## Detection examples
★ ★ ★ ★ ★
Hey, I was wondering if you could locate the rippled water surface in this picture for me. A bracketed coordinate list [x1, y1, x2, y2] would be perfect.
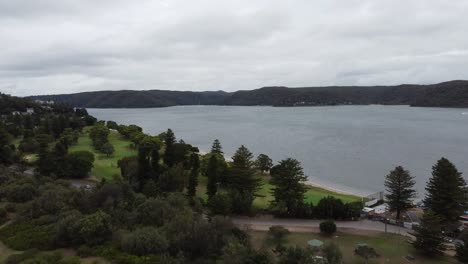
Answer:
[89, 106, 468, 194]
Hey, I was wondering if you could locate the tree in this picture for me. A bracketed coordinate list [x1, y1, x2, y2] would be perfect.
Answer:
[455, 232, 468, 263]
[271, 158, 307, 215]
[255, 154, 273, 173]
[66, 151, 94, 178]
[187, 153, 200, 197]
[211, 139, 224, 156]
[121, 227, 169, 256]
[322, 242, 343, 264]
[106, 120, 119, 130]
[89, 123, 110, 151]
[164, 128, 176, 167]
[412, 209, 446, 255]
[320, 220, 336, 235]
[78, 211, 112, 245]
[158, 164, 188, 192]
[354, 244, 379, 263]
[0, 126, 14, 164]
[206, 155, 219, 199]
[227, 145, 261, 213]
[424, 158, 467, 225]
[385, 166, 416, 219]
[208, 192, 232, 216]
[101, 142, 115, 157]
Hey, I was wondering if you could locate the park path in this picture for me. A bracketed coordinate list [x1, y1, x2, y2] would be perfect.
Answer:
[232, 217, 411, 236]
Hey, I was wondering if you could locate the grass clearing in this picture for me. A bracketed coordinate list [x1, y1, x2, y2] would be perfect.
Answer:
[250, 231, 457, 264]
[69, 128, 136, 180]
[197, 175, 362, 209]
[69, 128, 361, 206]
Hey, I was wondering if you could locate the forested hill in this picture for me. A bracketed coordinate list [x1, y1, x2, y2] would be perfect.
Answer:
[28, 81, 468, 108]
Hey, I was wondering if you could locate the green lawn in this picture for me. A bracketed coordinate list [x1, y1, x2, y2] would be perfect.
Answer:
[69, 129, 136, 179]
[69, 128, 361, 204]
[251, 231, 457, 264]
[197, 175, 361, 209]
[254, 176, 361, 209]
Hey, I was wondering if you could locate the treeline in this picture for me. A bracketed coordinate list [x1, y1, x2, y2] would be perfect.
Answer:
[32, 81, 468, 108]
[385, 158, 468, 258]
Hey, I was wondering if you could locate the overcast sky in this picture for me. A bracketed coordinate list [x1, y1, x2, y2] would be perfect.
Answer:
[0, 0, 468, 96]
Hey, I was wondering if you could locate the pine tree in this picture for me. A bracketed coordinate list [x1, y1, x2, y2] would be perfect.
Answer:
[385, 166, 416, 219]
[211, 139, 224, 156]
[227, 145, 261, 213]
[271, 158, 307, 215]
[412, 210, 446, 255]
[455, 233, 468, 263]
[255, 154, 273, 173]
[164, 128, 176, 167]
[187, 153, 200, 197]
[424, 158, 467, 225]
[206, 155, 219, 198]
[151, 150, 160, 182]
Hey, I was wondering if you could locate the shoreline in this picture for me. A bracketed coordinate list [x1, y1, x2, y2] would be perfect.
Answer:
[199, 150, 365, 198]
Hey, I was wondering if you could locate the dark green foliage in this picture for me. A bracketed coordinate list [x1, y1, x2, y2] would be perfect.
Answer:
[206, 155, 220, 198]
[106, 120, 119, 130]
[322, 242, 343, 264]
[412, 210, 446, 255]
[0, 125, 14, 164]
[255, 154, 273, 172]
[314, 196, 346, 219]
[1, 181, 37, 203]
[320, 220, 336, 235]
[271, 159, 307, 216]
[187, 153, 200, 197]
[89, 123, 110, 151]
[216, 241, 274, 264]
[18, 137, 39, 153]
[385, 166, 416, 219]
[211, 139, 224, 156]
[354, 244, 379, 263]
[136, 136, 161, 190]
[455, 232, 468, 264]
[159, 164, 189, 192]
[117, 157, 139, 189]
[227, 145, 261, 214]
[120, 227, 169, 256]
[424, 158, 468, 224]
[164, 129, 176, 167]
[101, 142, 115, 157]
[0, 221, 56, 250]
[65, 151, 94, 178]
[208, 192, 232, 216]
[5, 250, 81, 264]
[78, 211, 112, 245]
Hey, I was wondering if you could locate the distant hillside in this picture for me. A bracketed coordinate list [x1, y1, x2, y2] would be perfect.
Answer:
★ ★ ★ ★ ★
## Task directions
Rewrite every line between the lines holding "Hey, I was wondering if you could locate the forested" and "[0, 0, 468, 96]", inclusive, keeping all other text unchanged. Multiply each coordinate value by 0.6 and round to whole numbers, with halves rounded up.

## Written answer
Hey, I was wondering if you could locate the forested hill in this picture for me. A bracketed coordinate list [x1, y1, x2, y2] would be perfect.
Answer:
[17, 49, 281, 65]
Hey, I was wondering if you could locate the green lawn in this picture for me. A bracketed coordinate list [x1, y1, x2, y2] would be perfect.
Answer:
[41, 77, 82, 107]
[41, 77, 217, 122]
[151, 139, 274, 158]
[118, 105, 217, 125]
[152, 106, 217, 125]
Hey, I was wondering if you could locate the treeline in this picture for me. A bracketed coordinate list [x1, y1, x2, y2] would be perfect.
Answer:
[19, 49, 281, 65]
[231, 95, 281, 155]
Hey, I was wondering if you could locate the overcast sky in this picture for me. A bracketed coordinate list [x1, y1, x2, y2] would be perfect.
Answer:
[0, 0, 281, 58]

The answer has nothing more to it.